» Set exercise: Rewrite each of the items below, substituting "place a single marker" for every occurrence of "put one dot" and keeping all other wording unchanged. Omit the pictures from the rewritten version.

» Available records:

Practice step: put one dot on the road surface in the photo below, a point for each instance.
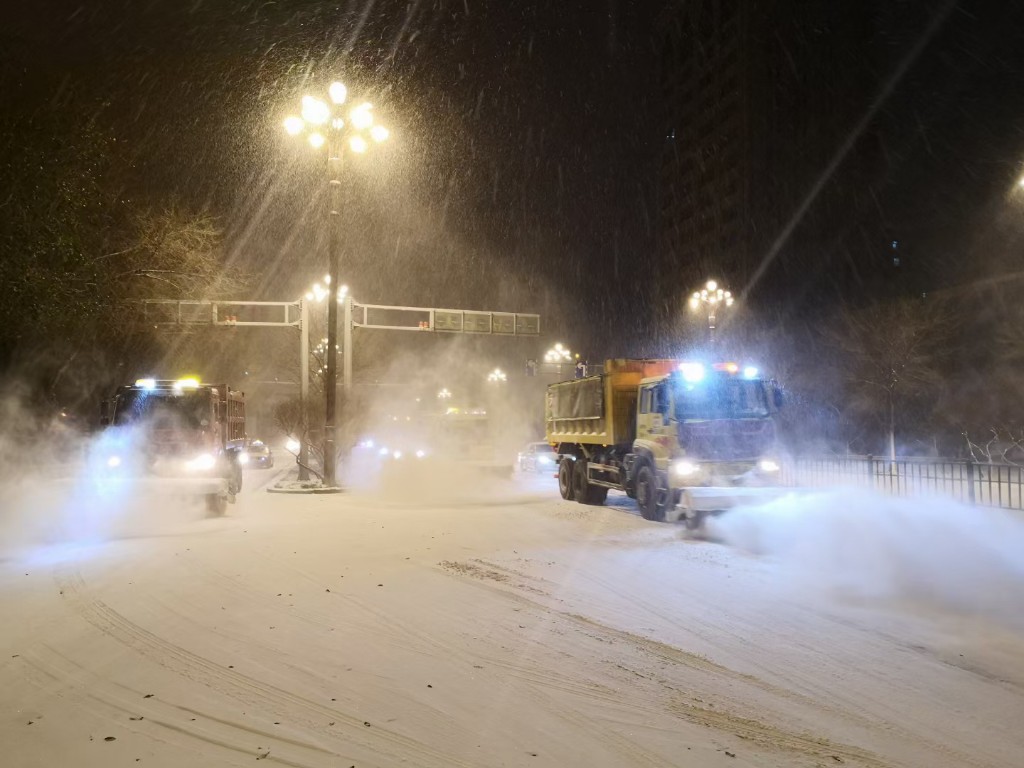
(439, 623)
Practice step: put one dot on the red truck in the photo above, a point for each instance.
(176, 436)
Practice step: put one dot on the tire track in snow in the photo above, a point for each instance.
(200, 670)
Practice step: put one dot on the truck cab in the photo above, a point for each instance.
(701, 427)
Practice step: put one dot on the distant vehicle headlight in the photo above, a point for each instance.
(202, 463)
(684, 468)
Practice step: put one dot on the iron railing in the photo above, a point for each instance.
(985, 484)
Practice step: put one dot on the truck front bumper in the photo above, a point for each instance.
(700, 501)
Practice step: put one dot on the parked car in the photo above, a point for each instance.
(259, 455)
(538, 457)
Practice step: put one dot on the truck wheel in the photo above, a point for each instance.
(216, 505)
(646, 489)
(565, 478)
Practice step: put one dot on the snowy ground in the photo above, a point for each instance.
(443, 622)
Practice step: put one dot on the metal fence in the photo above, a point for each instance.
(985, 484)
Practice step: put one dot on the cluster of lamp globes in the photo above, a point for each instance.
(318, 116)
(558, 353)
(711, 294)
(317, 293)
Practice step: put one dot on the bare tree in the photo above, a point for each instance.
(891, 356)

» Reply:
Practice step: place a single marker on the road surface in the photo below, a point for each instance.
(439, 623)
Practice step: place a single marker on the red truck in the photo above, a point for each instance.
(176, 436)
Practice step: place a single marker on the tire track in snow in the photo above, a point for each instance.
(200, 670)
Practice step: place a single marker on the truck cab in the photo above, a point for each instance.
(701, 427)
Practice step: place a single marker on the distant vehicle headlight in the photo above, a point for each instance.
(202, 463)
(684, 468)
Practice step: place a single marker on the iron railing in the photo above, a point for each instance.
(985, 484)
Practice step: place a single marker on the truck front bumper in the photo above, a point for each instance.
(700, 501)
Practice step: place a single marker on the parked car in the photo above, a point for each instance.
(259, 455)
(538, 457)
Practice step: place a single marker on the truck wheel in the photo above, a point for each instance.
(216, 505)
(646, 489)
(565, 478)
Practice step: place a single marker on the snowy ground in the photo above, a point for each instance.
(443, 622)
Practice step: place a single marker on the metal fence in the photo above, a point for each instance.
(985, 484)
Practice step: place a single marker on the cluster of lamp globes in the photo above, a point for each instance.
(318, 116)
(558, 353)
(711, 294)
(317, 293)
Practice step: place a single marker on the bare tree in the photo above, a point for each instance.
(891, 356)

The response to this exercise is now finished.